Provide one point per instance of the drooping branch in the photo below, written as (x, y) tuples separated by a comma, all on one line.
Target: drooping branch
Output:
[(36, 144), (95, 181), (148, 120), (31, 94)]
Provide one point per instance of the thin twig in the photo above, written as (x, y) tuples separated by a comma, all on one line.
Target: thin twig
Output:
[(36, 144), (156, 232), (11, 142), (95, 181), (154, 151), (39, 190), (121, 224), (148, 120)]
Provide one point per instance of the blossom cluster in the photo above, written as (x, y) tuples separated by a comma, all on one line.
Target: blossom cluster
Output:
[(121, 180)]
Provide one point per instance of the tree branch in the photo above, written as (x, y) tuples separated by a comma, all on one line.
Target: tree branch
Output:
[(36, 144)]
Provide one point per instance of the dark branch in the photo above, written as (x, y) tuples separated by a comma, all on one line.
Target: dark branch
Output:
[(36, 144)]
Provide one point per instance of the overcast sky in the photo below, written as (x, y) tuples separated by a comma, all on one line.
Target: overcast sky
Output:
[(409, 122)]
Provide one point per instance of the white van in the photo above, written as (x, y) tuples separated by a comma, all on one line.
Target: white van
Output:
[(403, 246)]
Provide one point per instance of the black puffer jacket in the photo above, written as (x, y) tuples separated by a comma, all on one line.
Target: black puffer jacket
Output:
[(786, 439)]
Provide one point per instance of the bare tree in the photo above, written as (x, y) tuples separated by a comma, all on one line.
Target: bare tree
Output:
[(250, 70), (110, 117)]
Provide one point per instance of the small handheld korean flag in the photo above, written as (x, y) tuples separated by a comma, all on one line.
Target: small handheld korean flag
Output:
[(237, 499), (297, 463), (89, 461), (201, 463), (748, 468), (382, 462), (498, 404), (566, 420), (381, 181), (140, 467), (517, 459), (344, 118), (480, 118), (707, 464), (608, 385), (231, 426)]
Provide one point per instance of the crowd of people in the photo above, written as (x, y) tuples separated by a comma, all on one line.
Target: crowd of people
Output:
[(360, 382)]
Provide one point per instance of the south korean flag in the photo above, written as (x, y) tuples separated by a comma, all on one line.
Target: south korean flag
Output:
*-*-*
§ Aim of the exercise: Rewrite every line of the records above as one numbered list, leaving out any blank lines.

§ Result:
1. Provide one point per instance of the drooping branch in the photo below, written as (x, y) tuples separated by a comma, all on one line.
2. Target: drooping branch
3. Output:
4. [(36, 144), (95, 181), (148, 120), (31, 94)]
5. Provide one point per instance of the thin twig in the photo above, written as (x, y) tuples separated by a comma, all on one line.
6. Target: thin twig
7. Output:
8. [(36, 144), (156, 232), (11, 142), (95, 181), (154, 151), (39, 190), (121, 224), (148, 120)]
9. Provide one point per instance of the blossom cluster in the photo above, written as (x, y) tuples separated by a comma, all on one line.
10. Target: blossom cluster
11. Output:
12. [(121, 180)]
13. Provide one point per instance of the tree branch in the photo above, written as (x, y) tuples separated by a comma, all on one line.
14. Target: tree branch
15. Output:
16. [(36, 144)]
17. Provide one point per instance of the dark branch in the photo above, written as (x, y) tuples separated by a comma, all on one line.
18. Target: dark branch
19. Output:
20. [(36, 144)]
21. Provide one point per instance of the overcast sky in the photo below, written as (x, y) tuples separated by a comma, all on one line.
22. Target: overcast sky
23. Output:
24. [(409, 122)]
25. Provide one point per instance of the white van in the photo above, written as (x, y) tuples separated by a comma, all on one line.
26. Target: white van
27. Output:
28. [(403, 246)]
29. Provide one point per instance of the black puffer jacket in the photo above, written as (x, y) tuples separated by a comma, all on one line.
30. Target: black puffer jacket
31. Output:
32. [(786, 439)]
33. Provide one point per instance of the bare tree in the photo above, written as (x, y) tuples separated by a comma, all on one line.
34. Target: bare tree
35. Output:
36. [(250, 70), (110, 117)]
37. Provide one point per instance of the small handheld korean flag in the photo above, written as (x, y) tuples separated by a comma, all on one line.
38. Target: small handheld korean flag
39. Output:
40. [(237, 499), (297, 463), (89, 461), (201, 463), (748, 468), (382, 462), (498, 404), (566, 420), (381, 181), (140, 467), (517, 459), (344, 118), (480, 118), (707, 464), (608, 385), (231, 426)]
41. Provide one point per instance of the crowd of people in the photo above, written as (x, y) tuples separated by a comma, all on one line.
42. Target: crowd of people
43. Output:
44. [(360, 382)]
45. Provide one point per instance of the south korean flag in the photo above, written as (x, y) tuples separated by a comma, all on one line.
46. Target: south korean flag
47. Output:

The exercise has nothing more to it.